Given request:
Update the rows from the line containing "Please identify the white sticker" through the end of the rows, putting "hamper" wherever "basket" appears and changing nothing else. Give back only those lines.

*** Given data ***

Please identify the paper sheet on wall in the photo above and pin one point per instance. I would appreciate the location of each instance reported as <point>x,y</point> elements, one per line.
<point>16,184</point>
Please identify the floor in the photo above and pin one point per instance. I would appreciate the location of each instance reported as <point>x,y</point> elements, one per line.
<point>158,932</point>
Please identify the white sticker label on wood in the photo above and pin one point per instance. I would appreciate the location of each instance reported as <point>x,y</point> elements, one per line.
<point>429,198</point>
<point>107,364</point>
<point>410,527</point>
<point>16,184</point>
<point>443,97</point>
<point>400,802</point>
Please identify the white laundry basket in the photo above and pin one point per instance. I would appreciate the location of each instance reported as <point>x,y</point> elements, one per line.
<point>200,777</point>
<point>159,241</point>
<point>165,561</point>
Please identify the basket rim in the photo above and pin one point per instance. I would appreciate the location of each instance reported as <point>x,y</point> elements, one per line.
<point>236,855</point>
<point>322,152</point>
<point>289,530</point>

***

Solution for this exercise:
Please identify the white sticker label on wood in the photo above and pin one point per instance. I would appreciate the location of each instance reported as <point>x,y</point> elements, one per line.
<point>429,198</point>
<point>107,364</point>
<point>410,527</point>
<point>16,184</point>
<point>443,97</point>
<point>400,802</point>
Please identify the white laundry hamper in the photo above and pin one point per instance. I would appreciate the location of each instance reported as <point>x,y</point> elements, one per line.
<point>200,777</point>
<point>159,241</point>
<point>165,561</point>
Please identify the hamper rim in the photo above and pin one point per instance. I would appreciate the location of each instance reported as <point>x,y</point> elements, one per line.
<point>236,855</point>
<point>322,152</point>
<point>289,530</point>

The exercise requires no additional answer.